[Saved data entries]

-=-=-

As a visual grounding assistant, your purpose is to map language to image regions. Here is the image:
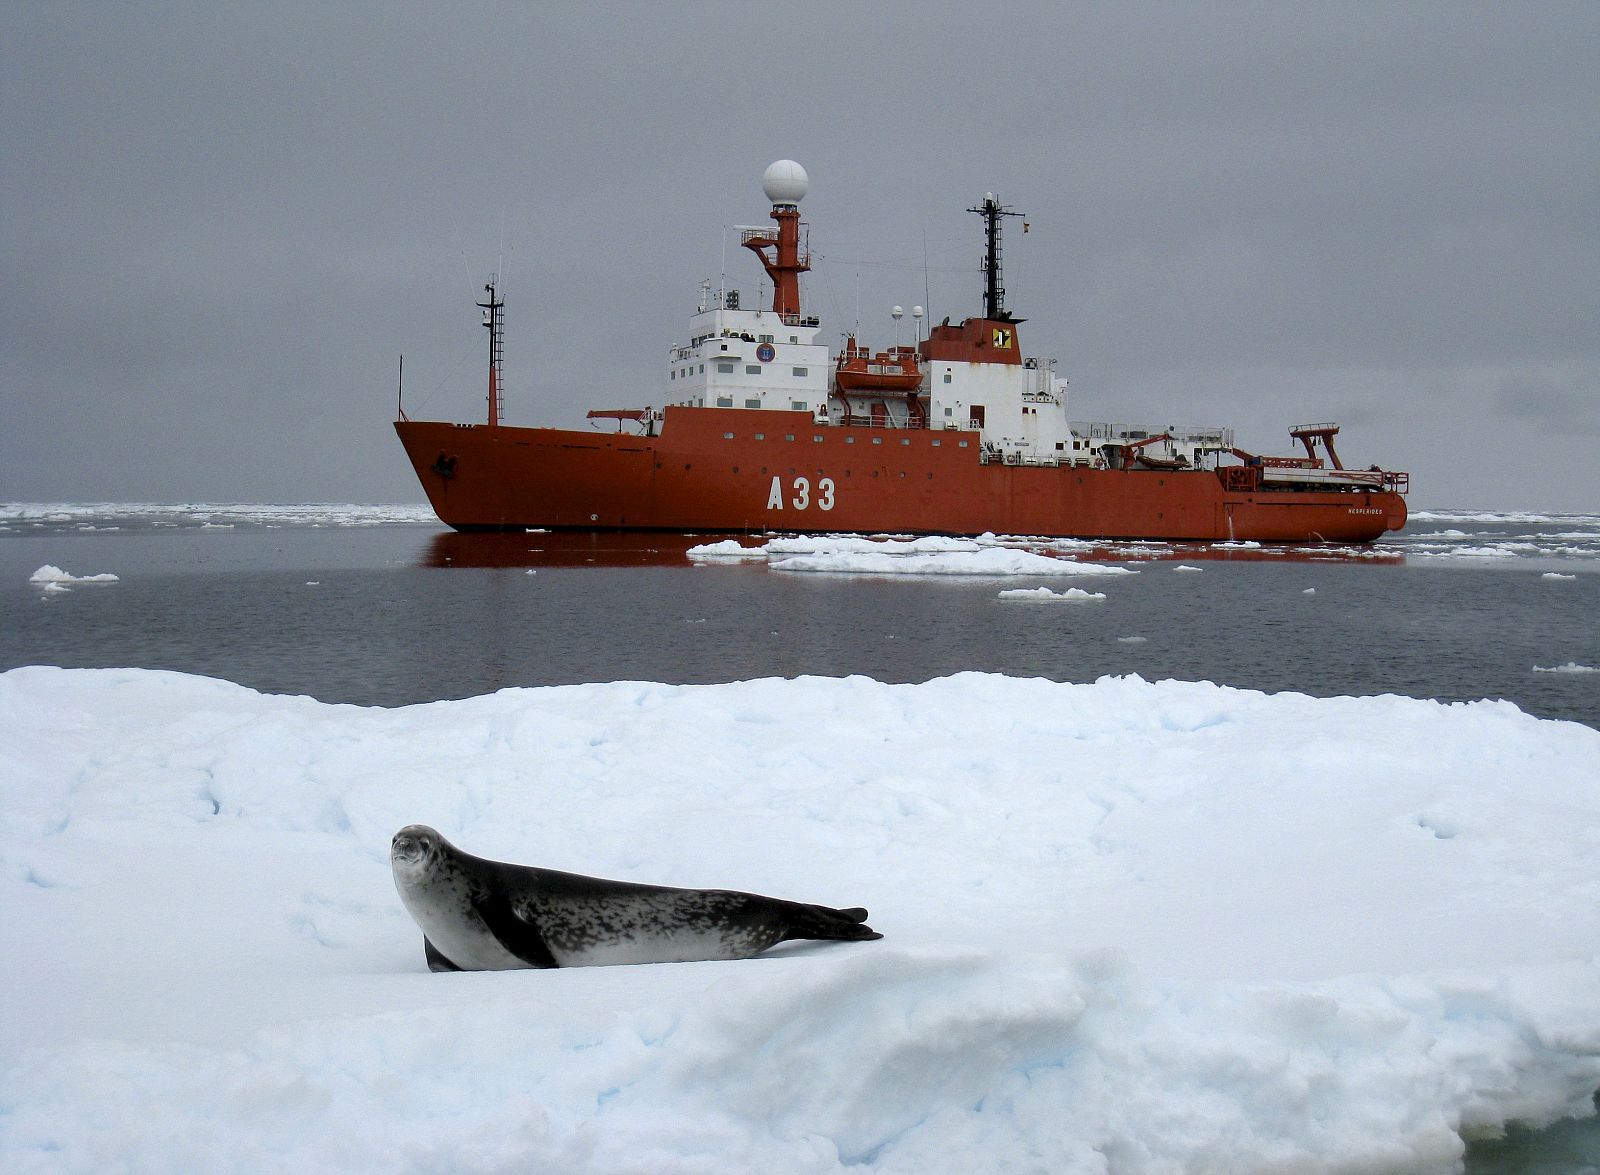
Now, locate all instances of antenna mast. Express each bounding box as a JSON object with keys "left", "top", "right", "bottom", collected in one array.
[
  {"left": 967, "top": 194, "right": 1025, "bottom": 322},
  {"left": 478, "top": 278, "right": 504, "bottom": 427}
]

-=-=-

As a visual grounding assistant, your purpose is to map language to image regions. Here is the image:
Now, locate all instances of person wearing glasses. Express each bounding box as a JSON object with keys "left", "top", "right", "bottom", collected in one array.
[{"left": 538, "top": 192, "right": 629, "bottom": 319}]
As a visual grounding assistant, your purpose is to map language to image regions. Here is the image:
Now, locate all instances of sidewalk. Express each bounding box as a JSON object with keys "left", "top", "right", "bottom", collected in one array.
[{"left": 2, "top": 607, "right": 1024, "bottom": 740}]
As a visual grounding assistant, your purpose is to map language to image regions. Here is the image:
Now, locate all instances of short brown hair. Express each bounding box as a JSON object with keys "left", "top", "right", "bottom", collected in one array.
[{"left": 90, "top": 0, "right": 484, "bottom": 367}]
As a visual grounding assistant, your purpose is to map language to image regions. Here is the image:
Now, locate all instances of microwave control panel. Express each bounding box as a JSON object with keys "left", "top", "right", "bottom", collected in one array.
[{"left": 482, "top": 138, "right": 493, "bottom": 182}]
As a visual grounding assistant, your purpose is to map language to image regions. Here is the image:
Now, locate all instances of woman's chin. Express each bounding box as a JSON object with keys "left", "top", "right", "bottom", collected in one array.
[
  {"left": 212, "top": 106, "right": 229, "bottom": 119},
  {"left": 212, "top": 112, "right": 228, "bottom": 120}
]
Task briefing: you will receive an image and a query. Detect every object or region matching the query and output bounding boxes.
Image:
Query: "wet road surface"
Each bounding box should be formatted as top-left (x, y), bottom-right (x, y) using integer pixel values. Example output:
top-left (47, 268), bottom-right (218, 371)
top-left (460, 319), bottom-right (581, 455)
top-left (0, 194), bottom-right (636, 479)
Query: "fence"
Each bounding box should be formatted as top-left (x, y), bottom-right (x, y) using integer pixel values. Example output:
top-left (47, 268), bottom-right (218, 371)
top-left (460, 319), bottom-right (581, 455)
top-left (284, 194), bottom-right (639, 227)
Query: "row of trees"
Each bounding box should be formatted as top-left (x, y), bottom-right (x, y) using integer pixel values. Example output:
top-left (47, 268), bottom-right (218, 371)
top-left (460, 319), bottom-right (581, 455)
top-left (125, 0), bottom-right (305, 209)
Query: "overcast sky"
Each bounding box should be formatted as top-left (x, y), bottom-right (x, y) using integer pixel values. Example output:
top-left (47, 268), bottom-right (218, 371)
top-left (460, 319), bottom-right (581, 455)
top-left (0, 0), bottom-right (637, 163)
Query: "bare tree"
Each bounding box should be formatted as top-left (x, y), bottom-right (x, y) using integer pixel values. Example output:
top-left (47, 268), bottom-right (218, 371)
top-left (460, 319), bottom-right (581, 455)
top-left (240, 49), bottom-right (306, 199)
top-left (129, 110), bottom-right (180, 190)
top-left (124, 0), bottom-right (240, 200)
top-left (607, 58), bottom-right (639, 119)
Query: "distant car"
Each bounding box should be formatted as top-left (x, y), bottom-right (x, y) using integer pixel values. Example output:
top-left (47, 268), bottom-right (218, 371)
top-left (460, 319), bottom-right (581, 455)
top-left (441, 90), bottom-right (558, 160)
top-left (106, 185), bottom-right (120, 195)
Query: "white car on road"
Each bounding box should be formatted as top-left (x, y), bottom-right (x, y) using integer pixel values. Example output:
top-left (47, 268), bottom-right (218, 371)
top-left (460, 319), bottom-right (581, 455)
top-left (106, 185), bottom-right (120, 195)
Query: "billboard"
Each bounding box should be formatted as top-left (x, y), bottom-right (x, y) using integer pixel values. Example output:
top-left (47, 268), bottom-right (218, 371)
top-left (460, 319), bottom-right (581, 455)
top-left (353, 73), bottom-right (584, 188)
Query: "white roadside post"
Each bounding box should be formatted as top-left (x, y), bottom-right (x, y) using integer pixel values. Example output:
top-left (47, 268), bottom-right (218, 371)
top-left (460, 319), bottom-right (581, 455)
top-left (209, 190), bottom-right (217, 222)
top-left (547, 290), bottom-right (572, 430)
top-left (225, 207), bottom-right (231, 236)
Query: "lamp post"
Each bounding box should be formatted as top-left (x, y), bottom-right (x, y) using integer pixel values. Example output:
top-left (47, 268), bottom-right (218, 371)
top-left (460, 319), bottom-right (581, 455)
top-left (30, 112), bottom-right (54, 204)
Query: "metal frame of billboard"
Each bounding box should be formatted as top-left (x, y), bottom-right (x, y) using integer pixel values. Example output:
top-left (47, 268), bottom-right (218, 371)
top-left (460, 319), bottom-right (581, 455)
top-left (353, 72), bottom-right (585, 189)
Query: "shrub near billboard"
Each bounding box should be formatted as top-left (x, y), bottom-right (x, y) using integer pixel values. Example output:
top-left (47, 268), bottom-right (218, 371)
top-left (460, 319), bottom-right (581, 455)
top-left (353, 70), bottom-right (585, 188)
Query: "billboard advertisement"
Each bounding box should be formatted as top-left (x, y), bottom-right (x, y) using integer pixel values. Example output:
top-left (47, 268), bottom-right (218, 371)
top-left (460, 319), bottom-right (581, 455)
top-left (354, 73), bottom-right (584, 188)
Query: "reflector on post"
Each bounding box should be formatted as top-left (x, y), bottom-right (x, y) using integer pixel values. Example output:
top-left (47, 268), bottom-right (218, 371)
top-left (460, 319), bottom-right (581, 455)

-=-=-

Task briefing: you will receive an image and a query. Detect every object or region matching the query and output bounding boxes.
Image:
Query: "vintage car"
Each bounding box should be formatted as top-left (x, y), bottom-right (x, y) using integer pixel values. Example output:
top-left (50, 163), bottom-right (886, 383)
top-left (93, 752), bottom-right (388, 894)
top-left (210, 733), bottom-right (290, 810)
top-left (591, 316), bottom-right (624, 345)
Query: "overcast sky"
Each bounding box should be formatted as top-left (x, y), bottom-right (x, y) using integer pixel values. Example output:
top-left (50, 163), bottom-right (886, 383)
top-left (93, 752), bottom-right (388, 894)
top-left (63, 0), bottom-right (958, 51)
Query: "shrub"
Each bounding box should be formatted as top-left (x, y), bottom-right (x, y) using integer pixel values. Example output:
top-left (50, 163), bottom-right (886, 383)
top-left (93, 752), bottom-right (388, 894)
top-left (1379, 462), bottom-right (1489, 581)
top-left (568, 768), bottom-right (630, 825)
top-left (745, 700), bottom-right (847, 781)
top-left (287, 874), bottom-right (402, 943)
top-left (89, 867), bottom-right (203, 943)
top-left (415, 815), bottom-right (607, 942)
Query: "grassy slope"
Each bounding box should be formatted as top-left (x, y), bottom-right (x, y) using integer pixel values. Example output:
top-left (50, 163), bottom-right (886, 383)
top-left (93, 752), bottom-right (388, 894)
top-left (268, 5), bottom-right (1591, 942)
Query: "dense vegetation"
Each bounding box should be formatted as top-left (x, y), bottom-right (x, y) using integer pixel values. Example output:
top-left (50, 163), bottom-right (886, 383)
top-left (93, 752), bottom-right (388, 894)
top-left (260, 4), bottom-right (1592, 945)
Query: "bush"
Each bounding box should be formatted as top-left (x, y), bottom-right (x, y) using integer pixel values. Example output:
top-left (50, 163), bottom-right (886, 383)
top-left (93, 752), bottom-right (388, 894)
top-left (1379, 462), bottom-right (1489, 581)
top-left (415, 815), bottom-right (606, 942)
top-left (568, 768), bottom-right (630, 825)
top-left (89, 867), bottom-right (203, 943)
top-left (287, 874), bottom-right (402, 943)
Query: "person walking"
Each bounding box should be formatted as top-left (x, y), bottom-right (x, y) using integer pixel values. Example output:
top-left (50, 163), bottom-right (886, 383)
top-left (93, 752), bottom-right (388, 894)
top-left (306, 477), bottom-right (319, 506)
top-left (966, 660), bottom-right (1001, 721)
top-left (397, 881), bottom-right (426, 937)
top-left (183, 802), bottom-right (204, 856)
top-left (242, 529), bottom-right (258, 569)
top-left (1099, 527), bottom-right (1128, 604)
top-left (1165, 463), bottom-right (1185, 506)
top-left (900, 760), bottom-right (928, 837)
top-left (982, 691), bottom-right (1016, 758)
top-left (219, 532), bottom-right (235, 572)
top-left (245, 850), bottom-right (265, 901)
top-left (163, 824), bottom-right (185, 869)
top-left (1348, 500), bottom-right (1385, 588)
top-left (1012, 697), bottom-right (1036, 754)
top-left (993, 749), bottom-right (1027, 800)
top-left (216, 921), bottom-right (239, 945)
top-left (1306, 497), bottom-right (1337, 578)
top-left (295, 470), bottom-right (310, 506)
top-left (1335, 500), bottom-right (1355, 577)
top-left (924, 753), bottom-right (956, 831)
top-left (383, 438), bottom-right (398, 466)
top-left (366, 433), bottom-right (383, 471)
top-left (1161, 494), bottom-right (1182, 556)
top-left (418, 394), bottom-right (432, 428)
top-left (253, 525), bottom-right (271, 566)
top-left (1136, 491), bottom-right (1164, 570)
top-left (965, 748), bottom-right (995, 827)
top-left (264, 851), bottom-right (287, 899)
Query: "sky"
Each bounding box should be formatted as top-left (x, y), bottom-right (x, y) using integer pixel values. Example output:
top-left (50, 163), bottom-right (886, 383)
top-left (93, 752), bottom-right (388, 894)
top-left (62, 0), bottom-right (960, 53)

-=-=-

AIM OF THE TASK → Go through the records and pull out each line that includes the word "billboard".

WORKED SOLUTION →
Query: "billboard"
Query: "metal frame of billboard"
Query: "shrub near billboard"
Query: "billboard advertisement"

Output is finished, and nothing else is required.